• WHAT IS REQUIRED
Output each line exactly as it appears, skipping any embedded picture.
# start of DATA SUPPLIED
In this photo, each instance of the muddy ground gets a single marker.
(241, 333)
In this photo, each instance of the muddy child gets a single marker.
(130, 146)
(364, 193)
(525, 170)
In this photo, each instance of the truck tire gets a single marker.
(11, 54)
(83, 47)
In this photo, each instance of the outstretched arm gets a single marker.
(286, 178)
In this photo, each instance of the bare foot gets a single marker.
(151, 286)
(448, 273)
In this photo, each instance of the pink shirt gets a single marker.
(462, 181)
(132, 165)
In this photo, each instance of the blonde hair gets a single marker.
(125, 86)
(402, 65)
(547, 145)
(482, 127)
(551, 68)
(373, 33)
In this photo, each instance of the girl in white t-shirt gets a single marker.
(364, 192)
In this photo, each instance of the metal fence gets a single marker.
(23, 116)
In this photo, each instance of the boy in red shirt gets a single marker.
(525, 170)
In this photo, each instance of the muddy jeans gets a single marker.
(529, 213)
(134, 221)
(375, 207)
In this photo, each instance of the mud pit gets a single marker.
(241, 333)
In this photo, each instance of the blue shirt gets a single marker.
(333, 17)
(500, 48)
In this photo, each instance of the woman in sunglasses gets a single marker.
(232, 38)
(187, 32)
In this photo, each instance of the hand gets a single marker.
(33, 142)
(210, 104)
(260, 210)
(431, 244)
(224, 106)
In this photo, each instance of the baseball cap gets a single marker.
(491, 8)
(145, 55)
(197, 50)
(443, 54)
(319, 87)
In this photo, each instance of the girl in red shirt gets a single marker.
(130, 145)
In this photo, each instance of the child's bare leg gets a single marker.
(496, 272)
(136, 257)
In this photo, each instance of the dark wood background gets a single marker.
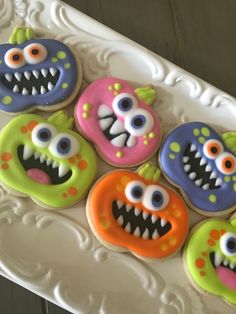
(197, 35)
# end of DATA SUPPLIED
• RESULT BELOW
In this photo, each instance of the muddy ground gets a single marker.
(241, 333)
In this photo, each instance of the muddy child gets a single marker.
(130, 146)
(364, 193)
(525, 170)
In this photo, each instance of the truck tire gets a single marker.
(11, 54)
(83, 47)
In this photo, each instance of the outstretched arm gets a single marker.
(286, 178)
In this photo, each instance of the bare foot gets a single marker.
(151, 286)
(448, 273)
In this photo, each instance of the pink shirt gets a single marker.
(462, 181)
(132, 165)
In this photo, each instance of the blonde hair gets a single marker.
(125, 86)
(402, 65)
(547, 145)
(482, 127)
(551, 68)
(373, 33)
In this photo, each instance of the girl in white t-shirt gets a single marker.
(364, 192)
In this photo, each instance of the metal fence gets a single marker.
(23, 116)
In this photo, each instance of the boy in red shirt gets a single marker.
(525, 170)
In this photo, each instance of the muddy jeans gets a single marker.
(529, 213)
(134, 221)
(375, 207)
In this photo, each instance of the mud pit gets a single marker.
(241, 333)
In this photo, each instance of the blue shirt gets a single marker.
(333, 17)
(500, 48)
In this photo, each instance of the woman in sunglasses gets a single marker.
(232, 38)
(187, 32)
In this photo, each instance of the hand gets a single marker.
(33, 142)
(210, 104)
(260, 210)
(431, 244)
(224, 106)
In this photo, each instance of the baseball cap gets a single marker.
(491, 8)
(145, 55)
(197, 50)
(443, 54)
(319, 87)
In this photo, each instance of the girl in red shirt gets a single marker.
(130, 145)
In this photo, each instance of the child's bare leg gets a single marker.
(496, 272)
(136, 257)
In this photo, each instance of the dark wood background gets a single marker.
(197, 35)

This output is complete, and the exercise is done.